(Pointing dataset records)
※

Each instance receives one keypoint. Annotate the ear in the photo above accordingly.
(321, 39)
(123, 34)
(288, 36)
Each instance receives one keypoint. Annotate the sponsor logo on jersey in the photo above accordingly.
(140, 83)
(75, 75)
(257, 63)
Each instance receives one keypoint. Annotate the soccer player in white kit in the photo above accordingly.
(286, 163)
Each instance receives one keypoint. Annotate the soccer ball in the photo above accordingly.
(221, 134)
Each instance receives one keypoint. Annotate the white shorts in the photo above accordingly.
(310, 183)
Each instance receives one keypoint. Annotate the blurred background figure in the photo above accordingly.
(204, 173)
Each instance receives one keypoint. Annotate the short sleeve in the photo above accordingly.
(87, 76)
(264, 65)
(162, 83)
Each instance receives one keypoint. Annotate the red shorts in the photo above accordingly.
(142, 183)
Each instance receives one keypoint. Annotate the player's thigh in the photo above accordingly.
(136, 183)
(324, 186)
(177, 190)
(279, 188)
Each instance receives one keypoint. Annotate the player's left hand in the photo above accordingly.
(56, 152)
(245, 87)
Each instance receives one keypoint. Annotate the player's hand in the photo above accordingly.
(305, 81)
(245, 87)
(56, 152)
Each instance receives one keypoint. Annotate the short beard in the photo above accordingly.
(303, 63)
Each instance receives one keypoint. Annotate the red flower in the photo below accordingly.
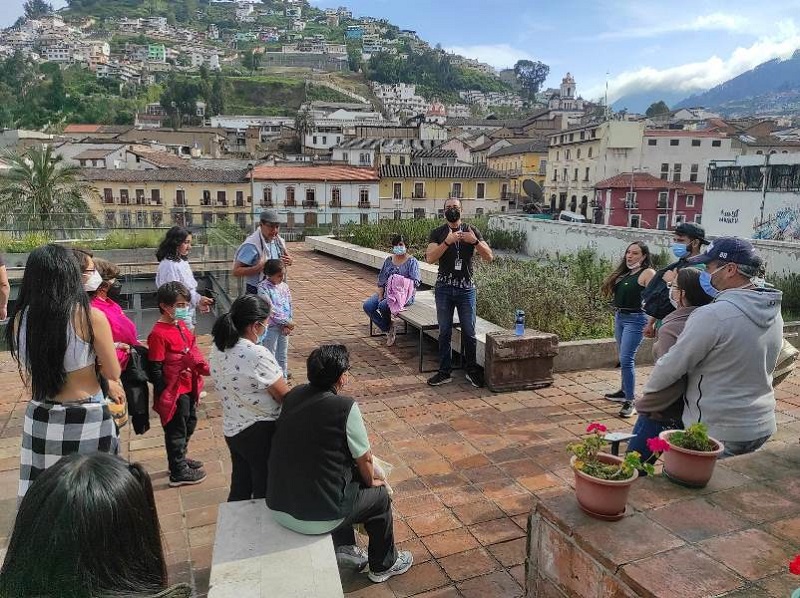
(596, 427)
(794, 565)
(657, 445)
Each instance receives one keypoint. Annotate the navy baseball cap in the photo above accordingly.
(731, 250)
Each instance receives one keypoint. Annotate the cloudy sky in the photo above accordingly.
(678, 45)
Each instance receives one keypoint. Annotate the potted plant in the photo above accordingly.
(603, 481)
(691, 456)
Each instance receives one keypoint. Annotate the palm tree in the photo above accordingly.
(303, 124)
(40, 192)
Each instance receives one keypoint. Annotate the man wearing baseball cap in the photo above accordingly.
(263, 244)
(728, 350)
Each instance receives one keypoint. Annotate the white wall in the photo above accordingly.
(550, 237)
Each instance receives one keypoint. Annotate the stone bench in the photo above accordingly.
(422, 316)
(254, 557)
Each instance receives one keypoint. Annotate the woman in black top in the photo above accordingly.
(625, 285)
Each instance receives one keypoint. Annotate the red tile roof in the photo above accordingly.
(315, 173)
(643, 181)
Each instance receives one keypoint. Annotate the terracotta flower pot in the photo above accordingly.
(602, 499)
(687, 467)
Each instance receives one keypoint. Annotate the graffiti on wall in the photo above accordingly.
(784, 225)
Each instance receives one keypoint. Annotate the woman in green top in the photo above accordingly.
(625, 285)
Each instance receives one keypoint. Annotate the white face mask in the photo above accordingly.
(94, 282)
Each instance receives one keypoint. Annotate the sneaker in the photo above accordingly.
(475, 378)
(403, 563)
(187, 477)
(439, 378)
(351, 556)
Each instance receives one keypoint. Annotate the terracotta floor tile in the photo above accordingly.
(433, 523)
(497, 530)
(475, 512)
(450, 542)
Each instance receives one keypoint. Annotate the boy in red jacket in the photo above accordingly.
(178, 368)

※

> **TASK GOAL**:
Leave out the pictures and repeat everything else in the records exactly.

> **FINAL RESULT**:
Each instance receives one keypoint. Annotate the ear in the photo above accordingly.
(321, 39)
(123, 34)
(288, 36)
Each instance receives one keypoint. Annotate the sponsor logo on jersey in the photo above accordingly.
(140, 83)
(75, 75)
(257, 63)
Each instance receives one keypoint. Annotate the soccer player in white kit in the photo above accordingly.
(286, 163)
Each instance receives one keypoint. Annotate the soccer ball in the photo above accordingly.
(221, 134)
Each instance receives one keypoint. Annotate the white shorts in the photo above accordingly.
(310, 183)
Each instance receives one keypoint. Annotate the blurred background figure in the photo above accordingly.
(204, 173)
Each instance receives one keypoint. Annotate the short sleeve in the photo above accordingly.
(87, 76)
(264, 65)
(162, 83)
Each instance receives one keypoint. Annotate the red shorts in the photo above accordingly.
(142, 183)
Each instance receives one keypoint. Annotate the player's thigh in the photo above accordingly.
(136, 183)
(324, 186)
(177, 190)
(279, 188)
Each instance receives one keypoint. Annotate the player's left hand in the photo above accordingly.
(56, 152)
(245, 87)
Each instance receives one keypoint. Annotate the player's hand in the photo above accordingly.
(305, 81)
(245, 87)
(56, 152)
Each instance receives one keypoint. Annotate the short beard in the photo above accordingly.
(303, 63)
Each instance receives one keypoint. Annotate the red flower in the photo below accordingly.
(596, 427)
(794, 565)
(657, 445)
Each instance receives one keypoint. Annotate the navy baseball cap in the photo above accordingly.
(731, 250)
Each instance receives one keypoint. Annotate the cloudy sky in the photo above accordingly.
(678, 45)
Each instance receives one keypoint. Annotate the potted plant in the photo above accordingly.
(603, 481)
(691, 456)
Each instance receives one keypoint. Annotate the palm tree in the photo above accordingly.
(303, 124)
(40, 192)
Each instance receives one keypoint. Annotate the man wearing baseball cap in the photo above accordingly.
(263, 244)
(728, 350)
Each instance receives one keypoint. Annotate the white wall in the photo above accordingly.
(550, 237)
Each instance receives one keypoint. Annotate the stone bench in the photo above accordingly.
(422, 316)
(254, 557)
Each instance receives one keypoint. Annotate the woman in black top in the photo above accordingly.
(625, 285)
Each instance receives one keypoint. Annotate the red tile roof in the photo above accordingly.
(315, 173)
(643, 181)
Each instance receives one keypoint. Annotate the terracotta flower pot in the photo above accordingly.
(602, 499)
(687, 467)
Each instance receives one keypoint. Annotate the graffiti on wall in the photo above accordingly.
(784, 225)
Each instance receives one keypoint. Annotate the woman in green top in the photo above accordingly.
(625, 285)
Each instance receives one keypoint. Annotate the white face mask in the photo above accordingly.
(94, 282)
Each instance receives one keypoint. Annotate the sneaker in the photo above accordingly.
(475, 378)
(403, 563)
(187, 477)
(439, 378)
(351, 556)
Each instance receives one keypoint. Annotate the terracotta floor tile in the photo above accordingly.
(433, 523)
(497, 530)
(475, 512)
(450, 542)
Each instance receives one keypoint. Annotate the boy in red jacket in the photo above accordingly.
(178, 368)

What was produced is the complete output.